[WHAT THE EXERCISE ASKS]: Copy the listing below line for line, keeping every character unchanged.

[GIVEN DATA]:

####################

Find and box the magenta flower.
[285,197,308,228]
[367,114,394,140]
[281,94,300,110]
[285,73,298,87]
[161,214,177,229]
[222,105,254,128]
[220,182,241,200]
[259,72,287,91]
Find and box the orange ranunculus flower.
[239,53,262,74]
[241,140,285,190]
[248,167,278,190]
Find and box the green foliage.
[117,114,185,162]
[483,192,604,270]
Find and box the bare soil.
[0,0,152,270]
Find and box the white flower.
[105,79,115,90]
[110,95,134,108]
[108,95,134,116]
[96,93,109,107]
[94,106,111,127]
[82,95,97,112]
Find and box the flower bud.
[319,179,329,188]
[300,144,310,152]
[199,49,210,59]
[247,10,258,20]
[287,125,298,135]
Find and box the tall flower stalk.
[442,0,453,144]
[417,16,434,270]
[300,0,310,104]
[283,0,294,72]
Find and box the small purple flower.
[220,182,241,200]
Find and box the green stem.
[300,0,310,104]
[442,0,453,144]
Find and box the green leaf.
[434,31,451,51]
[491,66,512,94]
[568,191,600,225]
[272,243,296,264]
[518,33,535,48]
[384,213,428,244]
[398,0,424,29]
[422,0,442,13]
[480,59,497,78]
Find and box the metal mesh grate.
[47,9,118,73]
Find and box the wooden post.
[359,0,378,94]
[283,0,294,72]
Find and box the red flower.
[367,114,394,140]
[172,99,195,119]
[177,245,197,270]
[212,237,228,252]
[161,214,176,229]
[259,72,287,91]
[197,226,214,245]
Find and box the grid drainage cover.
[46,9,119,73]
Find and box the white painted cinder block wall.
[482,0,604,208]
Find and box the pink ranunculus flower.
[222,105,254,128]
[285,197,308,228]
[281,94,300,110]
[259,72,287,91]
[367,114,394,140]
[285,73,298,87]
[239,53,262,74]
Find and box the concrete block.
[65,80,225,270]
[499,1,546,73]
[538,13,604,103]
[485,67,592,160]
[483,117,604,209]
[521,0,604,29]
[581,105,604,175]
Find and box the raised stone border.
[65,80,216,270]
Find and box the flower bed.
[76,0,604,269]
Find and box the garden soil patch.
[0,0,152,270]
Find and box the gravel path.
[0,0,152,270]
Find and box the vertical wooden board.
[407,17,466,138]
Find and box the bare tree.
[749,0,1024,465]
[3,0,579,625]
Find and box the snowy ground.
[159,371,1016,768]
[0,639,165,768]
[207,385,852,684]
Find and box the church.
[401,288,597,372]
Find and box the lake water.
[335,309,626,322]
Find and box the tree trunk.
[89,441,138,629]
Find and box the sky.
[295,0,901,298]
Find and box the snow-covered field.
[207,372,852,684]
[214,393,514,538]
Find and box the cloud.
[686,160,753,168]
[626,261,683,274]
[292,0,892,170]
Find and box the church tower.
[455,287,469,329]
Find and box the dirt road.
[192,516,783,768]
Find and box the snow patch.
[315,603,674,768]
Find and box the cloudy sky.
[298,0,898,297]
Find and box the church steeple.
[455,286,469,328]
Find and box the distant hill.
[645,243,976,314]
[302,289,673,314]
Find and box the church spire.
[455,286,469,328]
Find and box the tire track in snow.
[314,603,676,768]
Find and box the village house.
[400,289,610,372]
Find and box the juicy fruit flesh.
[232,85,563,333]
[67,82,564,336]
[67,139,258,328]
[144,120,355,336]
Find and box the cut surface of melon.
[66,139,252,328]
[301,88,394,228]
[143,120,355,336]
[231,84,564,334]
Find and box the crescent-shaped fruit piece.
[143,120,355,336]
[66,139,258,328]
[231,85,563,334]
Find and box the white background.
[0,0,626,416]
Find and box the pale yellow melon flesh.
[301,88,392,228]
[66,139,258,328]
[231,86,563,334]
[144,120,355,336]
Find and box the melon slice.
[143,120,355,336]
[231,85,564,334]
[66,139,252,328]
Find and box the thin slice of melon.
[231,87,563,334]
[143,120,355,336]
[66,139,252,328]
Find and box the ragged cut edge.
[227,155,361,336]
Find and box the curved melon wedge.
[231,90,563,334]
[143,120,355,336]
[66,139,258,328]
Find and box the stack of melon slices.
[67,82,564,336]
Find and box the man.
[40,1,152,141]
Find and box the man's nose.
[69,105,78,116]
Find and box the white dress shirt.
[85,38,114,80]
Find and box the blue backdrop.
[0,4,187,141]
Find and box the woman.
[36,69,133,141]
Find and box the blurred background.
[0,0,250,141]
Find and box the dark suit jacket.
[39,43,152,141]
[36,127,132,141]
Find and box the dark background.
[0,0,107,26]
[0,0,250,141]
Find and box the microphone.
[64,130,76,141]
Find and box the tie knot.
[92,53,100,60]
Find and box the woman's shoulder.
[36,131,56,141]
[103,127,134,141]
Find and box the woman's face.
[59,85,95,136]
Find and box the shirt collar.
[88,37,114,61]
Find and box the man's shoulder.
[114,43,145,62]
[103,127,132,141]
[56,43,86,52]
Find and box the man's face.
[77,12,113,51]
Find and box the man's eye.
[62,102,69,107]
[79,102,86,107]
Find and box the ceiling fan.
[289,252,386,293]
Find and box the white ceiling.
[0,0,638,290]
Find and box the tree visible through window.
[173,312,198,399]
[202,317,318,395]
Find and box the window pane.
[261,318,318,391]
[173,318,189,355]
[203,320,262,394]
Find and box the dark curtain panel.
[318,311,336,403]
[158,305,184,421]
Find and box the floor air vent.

####################

[THE REPLY]:
Find and box the magenta flower.
[285,197,308,228]
[367,114,394,140]
[281,94,300,110]
[285,73,298,87]
[161,214,177,229]
[222,105,254,128]
[220,182,241,200]
[259,72,287,91]
Find and box the orange ranunculus flower.
[239,53,262,74]
[241,140,285,190]
[248,167,278,190]
Find and box the green foliage.
[117,114,185,162]
[483,192,604,270]
Find and box the bare soil.
[0,0,152,270]
Find and box the white flower.
[105,79,115,90]
[110,95,134,108]
[108,95,134,116]
[96,93,109,107]
[94,106,111,127]
[82,95,97,112]
Find and box the flower bud.
[319,179,329,188]
[300,144,310,152]
[199,49,210,59]
[247,10,258,20]
[287,125,298,135]
Find and box the tall flower stalk.
[442,0,453,144]
[417,16,434,270]
[300,0,310,104]
[283,0,294,72]
Find and box the small purple flower.
[220,182,241,200]
Find and box the green stem.
[300,0,310,104]
[442,0,453,144]
Find and box the green leaf.
[434,31,451,51]
[491,66,512,94]
[568,191,600,225]
[272,243,296,264]
[518,33,535,48]
[384,213,428,244]
[398,0,424,29]
[422,0,442,13]
[480,59,497,78]
Find and box the metal mesh grate.
[47,9,118,73]
Find and box the wooden post.
[359,0,378,94]
[283,0,294,72]
Find and box the red flower.
[367,114,394,140]
[172,99,195,119]
[177,245,197,270]
[212,237,228,252]
[161,214,176,229]
[259,72,287,91]
[197,226,214,245]
Find and box the grid drainage cover.
[46,9,119,73]
Find and box the white painted cinder block wall.
[482,0,604,208]
Find and box the pink ranunculus flower.
[222,105,254,128]
[285,197,308,228]
[281,94,300,110]
[259,72,287,91]
[367,114,394,140]
[285,73,298,87]
[239,53,262,74]
Find and box the concrete block.
[65,80,225,270]
[499,1,546,73]
[538,13,604,103]
[485,67,592,160]
[483,117,604,209]
[521,0,604,29]
[581,105,604,175]
Find and box the raised stone border.
[65,80,216,270]
Find and box the flower bed.
[76,0,604,269]
Find and box the garden soil patch.
[0,0,152,270]
Find and box the gravel path.
[0,0,152,270]
Find and box the vertical wooden board.
[407,17,466,138]
Find and box the bare tree.
[749,0,1024,465]
[3,0,579,625]
Find and box the snowy ground.
[159,371,1016,768]
[0,639,165,768]
[207,385,852,684]
Find and box the church.
[401,288,597,372]
Find and box the lake water.
[335,309,626,322]
Find and box the tree trunk.
[89,441,138,629]
Find and box the sky.
[295,0,901,298]
Find and box the snow-covered field.
[207,372,852,684]
[214,393,514,538]
Find and box the cloud.
[686,160,753,168]
[626,261,683,274]
[292,0,892,170]
Find and box the church tower.
[455,287,469,329]
Find and box the dirt road.
[192,516,783,768]
Find and box the snow patch.
[315,603,674,768]
Find and box the cloudy sky.
[298,0,898,297]
Find and box the church steeple.
[455,286,469,328]
Find and box the distant hill.
[645,243,976,314]
[302,289,673,314]
Find and box the church spire.
[455,286,469,328]
Find and box the tire track in snow.
[314,603,676,768]
Find and box the village house.
[400,289,610,372]
Find and box the juicy fruit flesh.
[232,85,563,333]
[67,82,564,336]
[67,139,258,328]
[144,120,355,336]
Find and box the cut surface of melon.
[66,139,252,328]
[301,88,394,228]
[143,120,355,336]
[231,84,564,334]
Find and box the crescent-shaped fruit piece.
[143,120,355,336]
[66,139,258,328]
[231,85,563,334]
Find and box the white background.
[0,0,626,416]
Find and box the pale yellow melon flesh.
[301,88,392,228]
[66,139,258,328]
[231,86,563,334]
[144,120,355,336]
Find and box the melon slice.
[143,120,355,336]
[231,85,564,334]
[66,139,252,328]
Find and box the thin slice of melon.
[231,87,563,334]
[143,120,355,336]
[66,139,252,328]
Find and box the ragged cut edge.
[227,155,361,336]
Find and box the curved melon wedge.
[231,90,563,334]
[143,120,355,336]
[66,139,258,328]
Find and box the stack of melon slices.
[67,82,564,336]
Find and box the man.
[40,1,152,141]
Find and box the man's nose.
[69,105,78,116]
Find and box the white dress shirt.
[85,38,114,80]
Find and box the blue backdrop.
[0,4,187,141]
Find and box the woman.
[36,69,133,141]
Find and box the blurred background.
[0,0,250,141]
Find and box the dark suit jacket.
[39,43,152,141]
[36,127,132,141]
Find and box the dark background.
[0,0,107,26]
[0,0,250,141]
Find and box the microphone.
[64,130,76,141]
Find and box the tie knot.
[92,53,100,60]
Find and box the woman's shoulder.
[36,131,56,141]
[103,127,134,141]
Find and box the woman's face.
[59,85,95,136]
Find and box the shirt collar.
[88,37,114,61]
Find and box the man's shoulder.
[114,43,145,62]
[103,127,132,141]
[56,43,86,52]
Find and box the man's face.
[77,12,113,51]
Find and box the man's eye.
[62,102,69,107]
[79,102,86,107]
Find and box the ceiling fan.
[289,252,386,293]
Find and box the white ceiling.
[0,0,638,290]
Find and box the tree visible through window.
[173,312,198,399]
[202,317,318,395]
Find and box the window pane.
[261,318,318,391]
[173,318,189,355]
[203,320,262,394]
Find and box the dark curtain panel.
[318,311,336,403]
[158,305,184,421]
Find and box the floor air vent.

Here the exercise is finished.